* Aufgaben
1 – Mit welchen Werkzeugen wurde laut dem Forumsthread das Programm ursprünglich geschrieben, das nach Java übertragen werden soll?
2 – Übernimm aus dem Forumsthread wortgetreu alles von „## Gourmet (15.“ bis hinunter zu „Java umsetzen würde.“.

# Zugriff auf einzelne Objekte



## Gourmet (15. Okt 2004)

Hallo!

Ich beschäftige mich seit einigen Tagen mit java3D, da ich ein Programm welches ich mit Director und Shockwave 3D geschrieben habe gerne in Java umsetzen würde.
Es geht um einen kleinen 3D-Park; in 3d-Max modeliert. Man kann am Anfang einzelne Objekte auswählen und die Kamera startet dann eine Rundfahrt zu diesen Objekten.

Ich habe es bis jezt geschafft meine Welt mittels eine Loaders in java3D zu  laden und anzeigen zu lassen.
Um jedoch jetzt diese Kamerafahrt hinzukriegen muss ich auf die Koordinaten der einzelnen Objekte der Welt zugreifen. Der Loader gibt eine Transformgroup zurück, ich habe schon rausgefunden dass diese als Kindknoten nur eine Branchgroup hat und diese hat dann 53 Kindknoten usw... Wie kann ich jetzt überhaupt herausfinden, in welchem Knoten welches Objekt steckt? Kann ich nur über Indexe auf die Knoten zugreifen, oder habe sie auch Namen? Wenn ich in meiner 3D-Welt z.B. ein Polygon-Objekt namens Kugel habe, taucht der Name Kugel dann irgendwo in dem Szenegraf auf und kann ich dessen Transformation abfragen?

Danke !!!


----------



## Gourmet (16. Okt 2004)

Hi !!!

Also ich habe jetzt mal eine 3d Szene mit nur EINEM Würfel reingeladen und bin den SzeneGraph dann durchgegangen.

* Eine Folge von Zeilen
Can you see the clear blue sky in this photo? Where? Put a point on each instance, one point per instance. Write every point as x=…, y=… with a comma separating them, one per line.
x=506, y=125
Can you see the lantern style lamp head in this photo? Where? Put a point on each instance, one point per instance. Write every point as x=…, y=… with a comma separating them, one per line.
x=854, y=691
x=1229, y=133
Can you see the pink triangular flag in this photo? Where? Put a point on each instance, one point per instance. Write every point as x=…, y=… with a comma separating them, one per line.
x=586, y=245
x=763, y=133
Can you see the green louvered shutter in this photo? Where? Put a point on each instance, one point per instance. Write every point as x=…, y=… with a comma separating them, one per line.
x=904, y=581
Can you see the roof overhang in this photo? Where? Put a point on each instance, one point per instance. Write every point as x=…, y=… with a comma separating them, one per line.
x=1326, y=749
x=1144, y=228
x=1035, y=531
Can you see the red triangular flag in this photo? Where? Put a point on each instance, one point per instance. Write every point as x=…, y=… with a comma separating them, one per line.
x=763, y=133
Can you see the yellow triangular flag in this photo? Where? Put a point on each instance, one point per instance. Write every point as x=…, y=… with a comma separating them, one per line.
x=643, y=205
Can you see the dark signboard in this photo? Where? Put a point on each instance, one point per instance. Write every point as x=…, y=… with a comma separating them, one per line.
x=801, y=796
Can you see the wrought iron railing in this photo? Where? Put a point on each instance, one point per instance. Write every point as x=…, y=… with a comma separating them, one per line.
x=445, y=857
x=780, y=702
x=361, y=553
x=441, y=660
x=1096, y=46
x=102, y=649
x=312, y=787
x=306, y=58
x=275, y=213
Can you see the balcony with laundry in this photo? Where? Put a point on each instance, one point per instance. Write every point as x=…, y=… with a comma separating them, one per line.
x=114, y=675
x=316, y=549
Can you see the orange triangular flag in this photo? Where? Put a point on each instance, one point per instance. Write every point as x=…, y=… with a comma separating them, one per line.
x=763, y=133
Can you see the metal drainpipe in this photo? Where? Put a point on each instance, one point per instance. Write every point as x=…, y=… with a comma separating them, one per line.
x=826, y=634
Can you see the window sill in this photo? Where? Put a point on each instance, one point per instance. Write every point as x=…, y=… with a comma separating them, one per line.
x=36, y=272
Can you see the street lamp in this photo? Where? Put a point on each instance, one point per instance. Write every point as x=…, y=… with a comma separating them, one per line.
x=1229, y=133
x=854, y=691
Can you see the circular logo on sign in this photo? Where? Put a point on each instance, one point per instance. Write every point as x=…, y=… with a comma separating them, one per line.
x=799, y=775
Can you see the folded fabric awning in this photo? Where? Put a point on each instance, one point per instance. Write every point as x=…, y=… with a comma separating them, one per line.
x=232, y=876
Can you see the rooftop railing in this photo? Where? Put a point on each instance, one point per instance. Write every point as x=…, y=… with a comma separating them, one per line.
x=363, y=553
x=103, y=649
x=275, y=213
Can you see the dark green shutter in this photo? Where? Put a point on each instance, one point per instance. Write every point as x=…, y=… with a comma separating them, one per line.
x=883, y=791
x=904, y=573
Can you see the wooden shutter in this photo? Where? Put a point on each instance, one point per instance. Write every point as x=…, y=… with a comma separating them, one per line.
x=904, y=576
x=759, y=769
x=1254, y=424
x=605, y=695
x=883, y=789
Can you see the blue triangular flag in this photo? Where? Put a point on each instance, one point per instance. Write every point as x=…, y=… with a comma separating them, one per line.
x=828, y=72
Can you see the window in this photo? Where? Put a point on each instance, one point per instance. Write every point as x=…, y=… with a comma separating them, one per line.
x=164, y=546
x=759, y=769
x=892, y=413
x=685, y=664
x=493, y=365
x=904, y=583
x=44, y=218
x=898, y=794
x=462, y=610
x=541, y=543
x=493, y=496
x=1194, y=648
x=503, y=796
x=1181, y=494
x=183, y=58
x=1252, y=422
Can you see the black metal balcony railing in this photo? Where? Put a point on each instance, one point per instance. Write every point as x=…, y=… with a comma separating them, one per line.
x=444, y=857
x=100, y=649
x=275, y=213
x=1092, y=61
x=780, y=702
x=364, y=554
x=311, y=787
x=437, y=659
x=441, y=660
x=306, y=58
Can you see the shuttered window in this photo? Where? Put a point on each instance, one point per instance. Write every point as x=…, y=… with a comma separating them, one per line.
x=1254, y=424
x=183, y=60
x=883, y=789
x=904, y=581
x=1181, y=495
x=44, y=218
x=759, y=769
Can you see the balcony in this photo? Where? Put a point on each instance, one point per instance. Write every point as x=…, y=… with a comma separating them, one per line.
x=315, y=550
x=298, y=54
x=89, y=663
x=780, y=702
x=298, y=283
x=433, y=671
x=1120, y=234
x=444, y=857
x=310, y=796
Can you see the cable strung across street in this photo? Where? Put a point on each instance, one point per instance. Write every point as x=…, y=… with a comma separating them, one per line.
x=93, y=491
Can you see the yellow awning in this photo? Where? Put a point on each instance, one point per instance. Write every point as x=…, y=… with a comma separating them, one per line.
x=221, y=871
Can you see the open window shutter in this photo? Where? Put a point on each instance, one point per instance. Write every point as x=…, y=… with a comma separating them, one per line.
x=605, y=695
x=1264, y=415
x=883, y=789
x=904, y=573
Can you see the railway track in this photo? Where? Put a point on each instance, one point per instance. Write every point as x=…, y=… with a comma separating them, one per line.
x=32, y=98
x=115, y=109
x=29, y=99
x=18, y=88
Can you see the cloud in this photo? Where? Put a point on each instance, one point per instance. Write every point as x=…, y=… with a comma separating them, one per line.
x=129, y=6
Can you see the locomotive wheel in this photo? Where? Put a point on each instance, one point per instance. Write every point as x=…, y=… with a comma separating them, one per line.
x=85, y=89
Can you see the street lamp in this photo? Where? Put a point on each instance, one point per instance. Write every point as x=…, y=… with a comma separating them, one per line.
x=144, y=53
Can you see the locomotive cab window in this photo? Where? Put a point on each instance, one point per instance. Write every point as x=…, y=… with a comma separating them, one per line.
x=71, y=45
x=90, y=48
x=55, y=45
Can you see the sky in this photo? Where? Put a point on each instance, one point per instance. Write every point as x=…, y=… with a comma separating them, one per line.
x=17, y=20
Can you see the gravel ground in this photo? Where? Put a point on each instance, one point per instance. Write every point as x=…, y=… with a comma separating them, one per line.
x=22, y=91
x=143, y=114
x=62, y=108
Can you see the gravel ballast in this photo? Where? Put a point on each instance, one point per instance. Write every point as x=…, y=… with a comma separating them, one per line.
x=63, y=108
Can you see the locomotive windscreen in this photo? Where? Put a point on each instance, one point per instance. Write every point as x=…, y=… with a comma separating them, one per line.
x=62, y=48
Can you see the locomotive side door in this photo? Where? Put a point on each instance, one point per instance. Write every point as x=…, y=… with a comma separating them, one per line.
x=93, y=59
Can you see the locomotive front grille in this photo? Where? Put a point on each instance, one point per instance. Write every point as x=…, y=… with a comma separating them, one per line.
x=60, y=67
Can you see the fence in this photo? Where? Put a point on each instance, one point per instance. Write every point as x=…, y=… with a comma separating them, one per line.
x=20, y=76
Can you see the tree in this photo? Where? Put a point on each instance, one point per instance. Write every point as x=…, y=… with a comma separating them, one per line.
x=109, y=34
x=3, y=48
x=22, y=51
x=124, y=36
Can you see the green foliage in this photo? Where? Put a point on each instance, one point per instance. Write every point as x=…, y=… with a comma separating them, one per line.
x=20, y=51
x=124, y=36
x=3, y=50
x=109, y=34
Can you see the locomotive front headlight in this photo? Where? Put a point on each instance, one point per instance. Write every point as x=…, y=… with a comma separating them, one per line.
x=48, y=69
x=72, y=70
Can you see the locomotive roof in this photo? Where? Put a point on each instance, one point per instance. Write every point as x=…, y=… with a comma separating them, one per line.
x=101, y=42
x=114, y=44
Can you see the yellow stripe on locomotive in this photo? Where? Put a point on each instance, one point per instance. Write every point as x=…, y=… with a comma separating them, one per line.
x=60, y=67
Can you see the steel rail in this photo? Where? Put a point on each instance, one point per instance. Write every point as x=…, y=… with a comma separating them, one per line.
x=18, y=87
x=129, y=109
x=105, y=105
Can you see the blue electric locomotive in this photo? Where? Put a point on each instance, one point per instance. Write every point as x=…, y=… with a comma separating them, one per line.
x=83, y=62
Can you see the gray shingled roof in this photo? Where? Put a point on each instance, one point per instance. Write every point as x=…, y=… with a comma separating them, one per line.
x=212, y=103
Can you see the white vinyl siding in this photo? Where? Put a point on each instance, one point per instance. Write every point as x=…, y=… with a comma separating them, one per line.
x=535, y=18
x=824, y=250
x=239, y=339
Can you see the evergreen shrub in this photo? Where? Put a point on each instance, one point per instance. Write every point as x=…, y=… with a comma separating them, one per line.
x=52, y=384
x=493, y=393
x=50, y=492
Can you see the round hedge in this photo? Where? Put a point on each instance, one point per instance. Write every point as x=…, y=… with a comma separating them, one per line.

* Ergebnisse je Aufgabe
1 – Mit Director und Shockwave 3D.

2 –
## Gourmet (15. Okt 2004)

Hallo!

Ich beschäftige mich seit einigen Tagen mit java3D, da ich ein Programm welches ich mit Director und Shockwave 3D geschrieben habe gerne in Java umsetzen würde.